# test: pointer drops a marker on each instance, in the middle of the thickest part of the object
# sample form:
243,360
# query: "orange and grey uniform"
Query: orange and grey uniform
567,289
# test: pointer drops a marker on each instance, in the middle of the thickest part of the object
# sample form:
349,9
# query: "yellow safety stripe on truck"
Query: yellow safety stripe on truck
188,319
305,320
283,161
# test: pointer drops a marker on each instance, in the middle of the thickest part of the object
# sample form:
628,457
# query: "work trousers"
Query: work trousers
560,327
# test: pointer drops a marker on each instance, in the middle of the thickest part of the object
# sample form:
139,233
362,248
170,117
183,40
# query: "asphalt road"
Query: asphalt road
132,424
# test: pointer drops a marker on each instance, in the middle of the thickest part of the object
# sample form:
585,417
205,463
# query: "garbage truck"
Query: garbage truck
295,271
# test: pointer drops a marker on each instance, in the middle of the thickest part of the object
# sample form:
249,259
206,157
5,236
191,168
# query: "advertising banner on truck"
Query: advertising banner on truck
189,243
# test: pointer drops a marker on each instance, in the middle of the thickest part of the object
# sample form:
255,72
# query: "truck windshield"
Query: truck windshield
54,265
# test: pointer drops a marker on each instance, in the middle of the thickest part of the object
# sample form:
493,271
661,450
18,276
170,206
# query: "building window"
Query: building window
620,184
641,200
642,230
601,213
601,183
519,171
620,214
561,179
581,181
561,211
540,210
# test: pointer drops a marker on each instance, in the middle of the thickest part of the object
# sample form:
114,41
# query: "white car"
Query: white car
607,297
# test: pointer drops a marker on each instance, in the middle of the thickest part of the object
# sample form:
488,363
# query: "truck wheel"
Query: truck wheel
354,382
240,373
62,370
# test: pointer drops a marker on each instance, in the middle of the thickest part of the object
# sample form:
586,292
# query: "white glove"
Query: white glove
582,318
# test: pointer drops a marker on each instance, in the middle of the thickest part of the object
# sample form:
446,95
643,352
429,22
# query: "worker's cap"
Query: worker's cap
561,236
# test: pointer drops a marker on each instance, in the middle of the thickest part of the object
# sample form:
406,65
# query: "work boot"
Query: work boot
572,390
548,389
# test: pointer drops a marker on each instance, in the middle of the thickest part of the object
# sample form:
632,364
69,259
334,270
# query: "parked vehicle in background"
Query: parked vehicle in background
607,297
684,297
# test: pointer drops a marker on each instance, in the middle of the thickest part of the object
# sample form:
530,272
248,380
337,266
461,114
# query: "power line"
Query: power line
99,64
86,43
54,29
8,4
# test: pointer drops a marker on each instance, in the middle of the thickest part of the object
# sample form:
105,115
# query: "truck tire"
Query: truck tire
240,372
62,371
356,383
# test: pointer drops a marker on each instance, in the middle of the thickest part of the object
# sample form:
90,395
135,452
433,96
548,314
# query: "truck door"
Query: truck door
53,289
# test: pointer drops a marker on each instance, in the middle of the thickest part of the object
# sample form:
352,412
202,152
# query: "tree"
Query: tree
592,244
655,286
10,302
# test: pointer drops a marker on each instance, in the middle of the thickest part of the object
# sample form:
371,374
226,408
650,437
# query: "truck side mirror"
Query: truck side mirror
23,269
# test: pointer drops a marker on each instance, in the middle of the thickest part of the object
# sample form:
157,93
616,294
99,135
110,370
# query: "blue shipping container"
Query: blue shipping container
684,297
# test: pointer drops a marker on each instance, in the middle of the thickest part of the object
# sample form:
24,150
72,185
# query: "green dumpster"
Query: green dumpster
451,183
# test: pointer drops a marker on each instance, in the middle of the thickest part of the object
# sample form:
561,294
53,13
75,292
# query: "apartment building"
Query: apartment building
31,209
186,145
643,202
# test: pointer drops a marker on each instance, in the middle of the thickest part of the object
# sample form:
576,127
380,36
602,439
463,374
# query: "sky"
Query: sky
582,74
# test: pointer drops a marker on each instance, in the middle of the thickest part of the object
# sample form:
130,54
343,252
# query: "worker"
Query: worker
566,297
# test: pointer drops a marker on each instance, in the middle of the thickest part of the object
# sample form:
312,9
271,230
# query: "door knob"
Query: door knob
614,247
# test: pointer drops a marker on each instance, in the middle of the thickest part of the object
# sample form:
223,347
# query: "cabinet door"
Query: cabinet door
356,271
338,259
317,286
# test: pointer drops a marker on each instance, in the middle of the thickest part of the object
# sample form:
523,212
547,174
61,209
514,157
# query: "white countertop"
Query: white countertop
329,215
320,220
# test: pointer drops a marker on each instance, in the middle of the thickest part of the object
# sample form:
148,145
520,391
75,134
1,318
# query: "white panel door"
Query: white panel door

Set exercise
Give back all the data exactly as written.

Solution below
# test: pointer drops a marker on each instance, in the middle of the thickest part of the object
# sample form:
243,360
# query: "orange and grey uniform"
Query: orange and grey uniform
567,289
# test: pointer drops a marker on each instance, in the middle of the thickest part of the object
# sample form:
349,9
# query: "yellow safety stripe on truck"
Query: yellow safety stripe on truck
188,319
305,320
283,161
# test: pointer drops a marker on each instance, in the middle of the thickest part of the object
# sample form:
628,457
# query: "work trousers"
Query: work trousers
560,327
# test: pointer drops a marker on each instance, in the middle of the thickest part of the object
# sample form:
139,233
362,248
170,117
183,40
# query: "asphalt road"
Query: asphalt road
132,424
# test: pointer drops a marker on each instance, in the middle of the thickest part of the object
# sample form:
585,417
205,463
# query: "garbage truck"
Query: garbage truck
295,271
# test: pointer drops a marker on each instance, in the middle of the thickest part of the object
# sample form:
249,259
206,157
5,236
191,168
# query: "advertising banner on truck"
Query: advertising banner on truck
189,243
# test: pointer drops a marker on each instance, in the middle of the thickest part of the object
# sample form:
255,72
# query: "truck windshield"
Query: truck windshield
54,265
# test: pointer drops a marker on each instance, in the middle of the thickest part of the object
# sample form:
493,271
661,450
18,276
170,206
# query: "building window"
Query: building window
620,184
641,200
642,230
601,213
601,183
519,171
620,214
561,179
581,181
561,211
540,210
# test: pointer drops a marker on each instance, in the middle of the thickest part of the object
# sample form:
114,41
# query: "white car"
Query: white car
607,297
# test: pointer drops a marker on each instance, in the middle of the thickest part of the object
# sample form:
488,363
# query: "truck wheel"
Query: truck wheel
354,382
240,373
62,370
# test: pointer drops a marker on each instance, in the middle of the thickest part of the object
# sample form:
586,292
# query: "white glove"
Query: white glove
582,318
# test: pointer drops a marker on each instance, in the middle of the thickest part of the object
# sample form:
446,95
643,352
429,22
# query: "worker's cap"
Query: worker's cap
561,236
# test: pointer drops a marker on each instance, in the middle of the thickest part of the object
# sample form:
406,65
# query: "work boot"
Query: work boot
572,390
548,389
# test: pointer drops a marker on each instance, in the middle of the thickest part of the object
# sample form:
632,364
69,259
334,270
# query: "parked vehicle in background"
Query: parked vehicle in background
607,297
684,297
# test: pointer drops a marker on each instance, in the middle of the thickest part of the object
# sample form:
530,272
248,380
337,266
461,114
# query: "power line"
Query: power line
99,64
86,43
54,29
8,4
# test: pointer drops a marker on each instance, in the middle of the thickest part of the object
# sample form:
105,115
# query: "truck tire"
Query: truck tire
240,372
62,371
356,383
# test: pointer drops a marker on each instance, in the middle of the thickest part of the object
# sample form:
90,395
135,452
433,96
548,314
# query: "truck door"
Query: truck door
53,289
# test: pointer drops a marker on each instance, in the middle of the thickest part of the object
# sample form:
352,412
202,152
# query: "tree"
Query: tree
592,244
655,286
10,302
# test: pointer drops a marker on each instance, in the middle of the thickest part of the object
# sample form:
371,374
226,408
650,437
# query: "truck side mirror"
Query: truck side mirror
23,269
# test: pointer drops a marker on each instance, in the middle of the thickest part of the object
# sample form:
157,93
616,294
99,135
110,370
# query: "blue shipping container"
Query: blue shipping container
684,297
# test: pointer drops a marker on each instance, in the middle of the thickest part of the object
# sample form:
24,150
72,185
# query: "green dumpster"
Query: green dumpster
451,183
# test: pointer drops a marker on each instance, in the middle of the thickest part of the object
# sample form:
561,294
53,13
75,292
# query: "apartment building"
Query: apartment building
31,209
186,145
643,202
# test: pointer drops a marker on each instance, in the middle of the thickest part of the object
# sample form:
576,127
380,36
602,439
463,374
# query: "sky"
Query: sky
582,74
# test: pointer drops a marker on each instance, in the middle of the thickest part of the object
# sample form:
130,54
343,252
# query: "worker"
Query: worker
566,297
# test: pointer drops a marker on each instance, in the middle of the thickest part of the object
# sample form:
312,9
271,230
# query: "door knob"
Query: door knob
614,247
# test: pointer drops a marker on each instance, in the middle of the thickest part of the object
# sample form:
223,347
# query: "cabinet door"
Query: cabinet door
356,271
338,259
317,286
# test: pointer drops a marker on each instance, in the middle of the thickest part of the object
# sample form:
523,212
547,174
61,209
514,157
# query: "white countertop"
Query: white countertop
329,215
320,220
# test: pointer drops a marker on each instance, in the middle of the thickest part of the object
# sample form:
148,145
520,391
75,134
1,318
# query: "white panel door"
Query: white panel door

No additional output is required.